_Source passage:_
--------------------------------

1

I try to convert an heavy .txt which is the string of a dicionary like (a part):

"{'A45171': {'Gen_n': 'Putative uncharacterized protein', 'Srce': 'UniProtKB', 'Ref': 'GO_REF:0000033', 'Tax': 'NCBITaxon:684364', 'Gen_bl': 'BATDEDRAFT_15336', 'Gen_id': 'UniProtKB:F4NTD6', 'Ev_n': 'IBA', 'GO_n': 'ergosterol biosynthetic process', 'GO': 'GO:0006696', 'Org': 'Batrachochytrium dendrobatidis JAM81', 'Type': 'protein', 'Ev_e': 'ECO:0000318', 'Con': 'GO_Central'}, 'A43886': {'Gen_n': 'Uncharacterized protein', 'Srce': 'UniProtKB', 'Ref': 'GO_REF:0000002', 'Tax': 'NCBITaxon:9823', 'Gen_bl': 'RDH8', 'Gen_id': 'UniProtKB:F1S3H8', 'Ev_n': 'IEA', 'GO_n': 'estrogen biosynthetic process', 'GO': 'GO:0006703', 'Org': 'Sus scrofa', 'Type': 'protein', 'Ev_e': 'ECO:0000501', 'Con': 'InterPro'}}"

I've tryed ast module:

import ast
dic_gene_definitions = open("Gene_Ontology/output_data/dic_gene_definitions.txt", "r")
dic_gene_definitions = dic_gene_definitions.read()
dic_gene_definitions = ast.literal_eval(dic_gene_definitions)

Which weight 22Mb and when don't crush, it runs so slow.

I really wants to open an 500 Mb files... I've look json module which can open so faster, but in heavy dictionary string it crash also (not with short examples).

Any solution...?

Thank you so much.

--------------------------------

_Given data:_
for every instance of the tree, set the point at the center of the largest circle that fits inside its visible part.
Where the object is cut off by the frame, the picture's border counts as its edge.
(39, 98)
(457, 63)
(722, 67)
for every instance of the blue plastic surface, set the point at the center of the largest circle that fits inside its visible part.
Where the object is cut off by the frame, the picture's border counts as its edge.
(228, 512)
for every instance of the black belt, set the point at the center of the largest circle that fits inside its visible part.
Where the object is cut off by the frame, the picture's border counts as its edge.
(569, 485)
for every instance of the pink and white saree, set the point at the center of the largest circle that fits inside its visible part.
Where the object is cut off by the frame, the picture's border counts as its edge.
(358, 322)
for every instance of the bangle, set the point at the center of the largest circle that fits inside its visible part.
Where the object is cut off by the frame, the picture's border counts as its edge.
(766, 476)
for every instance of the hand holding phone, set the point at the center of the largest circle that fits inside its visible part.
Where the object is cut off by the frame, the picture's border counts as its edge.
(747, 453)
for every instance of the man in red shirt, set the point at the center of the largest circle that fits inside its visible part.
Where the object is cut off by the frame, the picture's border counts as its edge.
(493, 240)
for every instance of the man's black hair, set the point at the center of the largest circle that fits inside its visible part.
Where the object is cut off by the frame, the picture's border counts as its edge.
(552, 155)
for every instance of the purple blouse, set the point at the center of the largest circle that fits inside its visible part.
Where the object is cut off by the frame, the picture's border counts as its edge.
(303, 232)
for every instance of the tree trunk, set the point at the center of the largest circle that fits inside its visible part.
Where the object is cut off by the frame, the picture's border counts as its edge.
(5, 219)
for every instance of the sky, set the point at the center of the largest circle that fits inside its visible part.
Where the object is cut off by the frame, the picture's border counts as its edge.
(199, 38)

--------------------------------

_Activity:_ From the forum post about loading a large dictionary string in Python, output the portion that begins with the words "Which weight 22Mb" and ends after the words "with short examples).", keeping every character unchanged.

_Output for this task:_
Which weight 22Mb and when don't crush, it runs so slow.

I really wants to open an 500 Mb files... I've look json module which can open so faster, but in heavy dictionary string it crash also (not with short examples).